→ **TEXT SECTION**:
=== Begin Enclosure ===

In a groundbreaking effort to rethink how we test the toughness of materials, researchers from Duke University and the University of Illinois at Urbana-Champaign are leading the charge towards a major scientific breakthrough.
At the center of this initiative are John Dolbow, a professor specializing in the mechanics of materials at Duke University, and Oscar Lopez-Pamies, a civil and environmental engineering professor at the University of Illinois.
Together, they’re digging deep into the science of fractures to help us better understand and predict when materials will break.
Their work, recently published in a prestigious scientific journal, focuses on improving a longstanding method used to assess the strength of brittle materials – substances that can break easily under stress, which are crucial in industries ranging from construction to medicine.
The story begins in the mid-20th century with Fernando L.L.B. “Lobo” Carneiro, a brilliant engineer who devised the “Brazilian test” while trying to solve a unique problem in Rio de Janeiro.
The city needed to relocate a church sitting at a critical intersection without destroying it.
Carneiro’s innovative solution involved moving the church on concrete rollers, but he needed to ensure these rollers were strong enough for the task.
In his experiments, Carneiro discovered that when concrete disks were squeezed, they would crack perfectly in the middle. This accidental discovery led to a simple yet effective test for measuring the tension strength of materials like concrete, which has been widely used for decades.
However, despite its long-standing use, the Brazilian test has been the subject of much debate and scrutiny.
Critics argue that the test’s original formula, which calculates the strength of a material based on the force it can withstand before breaking, oversimplifies how materials fracture.
They suggest that failures often occur in ways that the test does not accurately account for, leading to potential inaccuracies in measuring material strength.
Dolbow and Lopez-Pamies’s research addresses these concerns head-on.

=== End Enclosure ===

→ **EXTRACTED ENTRIES**:
=== Begin Enclosure ===

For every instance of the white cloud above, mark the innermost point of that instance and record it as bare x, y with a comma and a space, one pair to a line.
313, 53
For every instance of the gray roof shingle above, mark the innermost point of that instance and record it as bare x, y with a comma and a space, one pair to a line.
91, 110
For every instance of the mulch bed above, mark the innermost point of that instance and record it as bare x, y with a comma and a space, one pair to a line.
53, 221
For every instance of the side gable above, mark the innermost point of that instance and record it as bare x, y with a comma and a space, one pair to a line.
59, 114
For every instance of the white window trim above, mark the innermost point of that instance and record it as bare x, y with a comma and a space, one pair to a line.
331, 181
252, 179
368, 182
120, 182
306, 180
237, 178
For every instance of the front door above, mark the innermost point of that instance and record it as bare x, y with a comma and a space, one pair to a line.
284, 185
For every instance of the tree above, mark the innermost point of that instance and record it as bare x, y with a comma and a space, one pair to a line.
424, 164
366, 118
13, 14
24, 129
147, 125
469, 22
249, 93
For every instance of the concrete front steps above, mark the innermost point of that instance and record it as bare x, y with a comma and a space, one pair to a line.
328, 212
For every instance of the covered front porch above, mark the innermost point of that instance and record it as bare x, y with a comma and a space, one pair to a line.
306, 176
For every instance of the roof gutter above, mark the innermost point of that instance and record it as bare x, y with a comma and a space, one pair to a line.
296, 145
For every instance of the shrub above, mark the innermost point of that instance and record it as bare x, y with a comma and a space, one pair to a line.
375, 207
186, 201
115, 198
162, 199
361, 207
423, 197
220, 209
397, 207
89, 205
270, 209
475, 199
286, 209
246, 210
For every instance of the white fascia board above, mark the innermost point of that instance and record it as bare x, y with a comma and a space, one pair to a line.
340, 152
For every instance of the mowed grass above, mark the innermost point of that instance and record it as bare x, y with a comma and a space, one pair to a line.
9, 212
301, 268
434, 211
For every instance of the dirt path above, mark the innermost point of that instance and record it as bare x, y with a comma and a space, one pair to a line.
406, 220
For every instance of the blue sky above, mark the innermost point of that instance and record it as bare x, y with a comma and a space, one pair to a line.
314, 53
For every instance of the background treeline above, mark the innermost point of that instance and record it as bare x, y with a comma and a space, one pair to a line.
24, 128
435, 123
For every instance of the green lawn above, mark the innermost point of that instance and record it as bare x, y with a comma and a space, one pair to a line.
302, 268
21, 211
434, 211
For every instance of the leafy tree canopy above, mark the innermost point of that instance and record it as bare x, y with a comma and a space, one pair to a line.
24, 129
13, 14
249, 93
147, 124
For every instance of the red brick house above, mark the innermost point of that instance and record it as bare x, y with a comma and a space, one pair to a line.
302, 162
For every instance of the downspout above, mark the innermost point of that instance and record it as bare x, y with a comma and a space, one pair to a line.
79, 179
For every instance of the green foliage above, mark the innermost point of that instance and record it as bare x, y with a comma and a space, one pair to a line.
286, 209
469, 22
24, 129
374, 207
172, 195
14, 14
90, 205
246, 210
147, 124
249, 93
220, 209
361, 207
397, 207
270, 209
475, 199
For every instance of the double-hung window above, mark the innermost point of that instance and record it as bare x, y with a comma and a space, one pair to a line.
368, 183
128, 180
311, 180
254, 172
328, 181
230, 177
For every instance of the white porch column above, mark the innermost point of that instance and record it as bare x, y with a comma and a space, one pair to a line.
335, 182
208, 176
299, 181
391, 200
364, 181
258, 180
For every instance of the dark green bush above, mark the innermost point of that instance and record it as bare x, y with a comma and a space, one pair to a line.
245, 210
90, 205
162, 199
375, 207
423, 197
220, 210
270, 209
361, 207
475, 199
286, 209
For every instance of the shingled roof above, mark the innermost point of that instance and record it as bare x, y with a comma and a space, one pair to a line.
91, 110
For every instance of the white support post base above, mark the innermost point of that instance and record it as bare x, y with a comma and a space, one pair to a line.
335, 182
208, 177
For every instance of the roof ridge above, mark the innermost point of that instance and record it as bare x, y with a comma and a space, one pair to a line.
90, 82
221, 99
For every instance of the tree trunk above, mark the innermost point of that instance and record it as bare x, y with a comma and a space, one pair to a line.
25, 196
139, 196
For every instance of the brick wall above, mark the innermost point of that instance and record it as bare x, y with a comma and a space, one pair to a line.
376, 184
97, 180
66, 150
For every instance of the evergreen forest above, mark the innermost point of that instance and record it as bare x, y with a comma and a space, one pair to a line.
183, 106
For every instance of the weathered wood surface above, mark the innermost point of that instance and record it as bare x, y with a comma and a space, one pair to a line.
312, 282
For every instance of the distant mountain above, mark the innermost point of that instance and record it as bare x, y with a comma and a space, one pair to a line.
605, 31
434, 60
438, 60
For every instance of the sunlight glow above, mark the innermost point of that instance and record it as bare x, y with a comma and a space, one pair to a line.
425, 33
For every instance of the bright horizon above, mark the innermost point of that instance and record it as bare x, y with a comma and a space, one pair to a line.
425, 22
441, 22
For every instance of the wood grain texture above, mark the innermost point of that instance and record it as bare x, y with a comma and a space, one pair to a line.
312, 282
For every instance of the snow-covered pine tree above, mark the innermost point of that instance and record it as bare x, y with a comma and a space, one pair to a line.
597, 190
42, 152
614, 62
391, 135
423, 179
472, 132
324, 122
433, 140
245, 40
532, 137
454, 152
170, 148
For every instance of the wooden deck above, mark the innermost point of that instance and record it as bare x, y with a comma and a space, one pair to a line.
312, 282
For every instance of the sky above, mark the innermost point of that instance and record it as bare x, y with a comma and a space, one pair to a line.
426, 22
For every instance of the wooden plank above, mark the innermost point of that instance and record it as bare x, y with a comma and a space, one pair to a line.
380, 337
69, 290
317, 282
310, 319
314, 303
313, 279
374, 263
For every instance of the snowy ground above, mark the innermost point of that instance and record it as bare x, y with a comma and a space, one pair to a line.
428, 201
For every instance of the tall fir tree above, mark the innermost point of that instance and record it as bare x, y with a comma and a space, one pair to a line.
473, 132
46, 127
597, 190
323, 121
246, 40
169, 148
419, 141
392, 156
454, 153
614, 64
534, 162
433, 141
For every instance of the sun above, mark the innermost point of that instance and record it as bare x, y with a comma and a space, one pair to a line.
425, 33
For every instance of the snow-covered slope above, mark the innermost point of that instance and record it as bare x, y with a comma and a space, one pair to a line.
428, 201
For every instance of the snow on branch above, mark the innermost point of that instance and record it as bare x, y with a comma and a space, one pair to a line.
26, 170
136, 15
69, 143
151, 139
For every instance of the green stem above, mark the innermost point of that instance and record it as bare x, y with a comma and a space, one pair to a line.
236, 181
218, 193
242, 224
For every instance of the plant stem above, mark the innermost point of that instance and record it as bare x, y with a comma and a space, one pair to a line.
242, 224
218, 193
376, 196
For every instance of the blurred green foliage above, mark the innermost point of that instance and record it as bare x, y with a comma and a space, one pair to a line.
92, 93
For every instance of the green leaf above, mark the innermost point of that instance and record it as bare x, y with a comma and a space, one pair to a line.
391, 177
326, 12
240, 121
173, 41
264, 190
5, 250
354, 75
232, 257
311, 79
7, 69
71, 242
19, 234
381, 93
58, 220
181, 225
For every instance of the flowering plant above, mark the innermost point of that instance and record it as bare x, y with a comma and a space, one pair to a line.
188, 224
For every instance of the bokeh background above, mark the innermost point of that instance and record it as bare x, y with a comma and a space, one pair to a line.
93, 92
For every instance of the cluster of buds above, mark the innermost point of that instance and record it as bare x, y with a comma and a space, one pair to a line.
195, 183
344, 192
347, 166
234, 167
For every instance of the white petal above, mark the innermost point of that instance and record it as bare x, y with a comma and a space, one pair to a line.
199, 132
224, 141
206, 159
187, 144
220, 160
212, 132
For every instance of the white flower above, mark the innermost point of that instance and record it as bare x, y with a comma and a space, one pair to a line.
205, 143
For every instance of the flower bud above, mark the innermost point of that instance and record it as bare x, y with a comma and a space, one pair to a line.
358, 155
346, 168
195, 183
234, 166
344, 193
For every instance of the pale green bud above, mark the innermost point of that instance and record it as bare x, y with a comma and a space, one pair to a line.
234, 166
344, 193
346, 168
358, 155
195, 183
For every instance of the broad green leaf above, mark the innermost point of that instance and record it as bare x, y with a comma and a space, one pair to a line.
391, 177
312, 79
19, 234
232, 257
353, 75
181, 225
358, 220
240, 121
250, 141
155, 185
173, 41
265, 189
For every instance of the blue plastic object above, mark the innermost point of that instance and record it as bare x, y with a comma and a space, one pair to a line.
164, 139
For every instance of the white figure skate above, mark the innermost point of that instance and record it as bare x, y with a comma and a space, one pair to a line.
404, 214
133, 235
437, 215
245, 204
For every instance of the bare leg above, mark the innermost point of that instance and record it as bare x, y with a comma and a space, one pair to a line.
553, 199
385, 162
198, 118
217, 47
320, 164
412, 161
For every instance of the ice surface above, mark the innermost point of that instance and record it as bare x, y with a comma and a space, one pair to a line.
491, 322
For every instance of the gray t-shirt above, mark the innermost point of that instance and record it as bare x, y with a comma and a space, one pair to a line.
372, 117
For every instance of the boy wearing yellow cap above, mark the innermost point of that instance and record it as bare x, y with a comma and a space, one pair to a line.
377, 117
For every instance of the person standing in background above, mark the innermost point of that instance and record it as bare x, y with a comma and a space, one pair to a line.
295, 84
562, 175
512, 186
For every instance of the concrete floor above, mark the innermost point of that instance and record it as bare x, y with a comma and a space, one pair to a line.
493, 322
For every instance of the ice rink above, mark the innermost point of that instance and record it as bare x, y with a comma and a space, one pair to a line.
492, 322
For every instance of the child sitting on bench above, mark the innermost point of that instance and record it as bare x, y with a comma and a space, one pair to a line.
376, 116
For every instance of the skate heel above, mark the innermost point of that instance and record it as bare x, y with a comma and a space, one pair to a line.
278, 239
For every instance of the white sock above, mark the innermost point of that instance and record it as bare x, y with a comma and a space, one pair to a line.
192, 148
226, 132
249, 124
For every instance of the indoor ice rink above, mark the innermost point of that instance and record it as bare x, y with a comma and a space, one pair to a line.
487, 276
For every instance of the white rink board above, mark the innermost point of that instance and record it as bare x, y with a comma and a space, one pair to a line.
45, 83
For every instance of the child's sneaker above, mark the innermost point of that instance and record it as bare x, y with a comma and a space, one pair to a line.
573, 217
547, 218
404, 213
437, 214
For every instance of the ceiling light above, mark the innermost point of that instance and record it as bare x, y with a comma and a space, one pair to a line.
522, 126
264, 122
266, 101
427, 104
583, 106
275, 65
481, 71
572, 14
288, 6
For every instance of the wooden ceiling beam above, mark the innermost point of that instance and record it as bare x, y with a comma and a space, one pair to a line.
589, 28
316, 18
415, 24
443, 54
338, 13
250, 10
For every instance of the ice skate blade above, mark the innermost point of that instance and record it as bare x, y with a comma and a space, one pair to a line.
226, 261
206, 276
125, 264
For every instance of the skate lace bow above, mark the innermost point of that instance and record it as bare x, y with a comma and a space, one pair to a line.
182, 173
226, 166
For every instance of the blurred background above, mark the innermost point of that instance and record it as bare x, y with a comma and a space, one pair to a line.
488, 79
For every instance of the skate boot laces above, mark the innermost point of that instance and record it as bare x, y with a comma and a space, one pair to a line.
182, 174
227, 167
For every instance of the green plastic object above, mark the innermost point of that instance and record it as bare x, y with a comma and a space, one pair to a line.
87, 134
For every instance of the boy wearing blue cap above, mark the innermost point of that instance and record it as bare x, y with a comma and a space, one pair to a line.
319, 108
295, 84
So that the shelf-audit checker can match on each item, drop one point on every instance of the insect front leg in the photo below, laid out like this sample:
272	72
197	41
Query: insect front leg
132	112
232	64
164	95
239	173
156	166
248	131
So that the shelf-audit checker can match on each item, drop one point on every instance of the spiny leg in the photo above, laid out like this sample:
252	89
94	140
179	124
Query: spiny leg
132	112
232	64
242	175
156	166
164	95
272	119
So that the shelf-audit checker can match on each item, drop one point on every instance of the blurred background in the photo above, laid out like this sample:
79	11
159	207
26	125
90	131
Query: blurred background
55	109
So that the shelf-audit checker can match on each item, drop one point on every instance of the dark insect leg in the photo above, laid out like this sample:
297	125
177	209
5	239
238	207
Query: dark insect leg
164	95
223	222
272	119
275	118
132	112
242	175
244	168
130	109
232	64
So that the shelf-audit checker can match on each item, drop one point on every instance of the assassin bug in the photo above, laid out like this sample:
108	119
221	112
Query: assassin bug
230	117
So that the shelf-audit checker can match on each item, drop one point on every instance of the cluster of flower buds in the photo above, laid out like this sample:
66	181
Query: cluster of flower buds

=== End Enclosure ===

→ **WHAT YOU NEED TO DO**:
A) In the passage on the Brazilian test, rewrite the part from "Together, they’re digging" to "without destroying it.", swapping "fractures" for "cracks".
B) Write the next part of the passage on the Brazilian test, picking up after its final sentence.
The material has no connection to the text.

→ **RESPONSES BY ITEM NUMBER**:
A)
Together, they’re digging deep into the science of cracks to help us better understand and predict when materials will break.
Their work, recently published in a prestigious scientific journal, focuses on improving a longstanding method used to assess the strength of brittle materials – substances that can break easily under stress, which are crucial in industries ranging from construction to medicine.
The story begins in the mid-20th century with Fernando L.L.B. “Lobo” Carneiro, a brilliant engineer who devised the “Brazilian test” while trying to solve a unique problem in Rio de Janeiro.
The city needed to relocate a church sitting at a critical intersection without destroying it.

B)
They argue that the conventional approach fails to consider the complex ways in which materials crack under pressure, focusing too narrowly on tension without accounting for other forces at play.
Their insights have led them to propose a modified formula that promises to offer a more accurate assessment of material toughness, which could have significant implications across several fields.
One interesting application of their work is in the medical procedure known as lithotripsy, which uses shock waves to break kidney stones into smaller, passable pieces.
The researchers use a material called BegoStone in their experiments, chosen for its similarity to kidney stones, to better understand the mechanics of material failure.
Their findings suggest that the traditional Brazilian test might not fully capture the intricacies of how materials fracture, particularly in cases where tension and compression forces interact.
By revising the Brazilian test’s formula, Dolbow and Lopez-Pamies aim to improve our ability to gauge material strength accurately, impacting how materials are selected and utilized in everything from building skyscrapers to developing medical treatments.
This breakthrough not only promises to refine an age-old testing method but also challenges established norms, paving the way for innovative engineering practices that could revolutionize our approach to dealing with material fractures.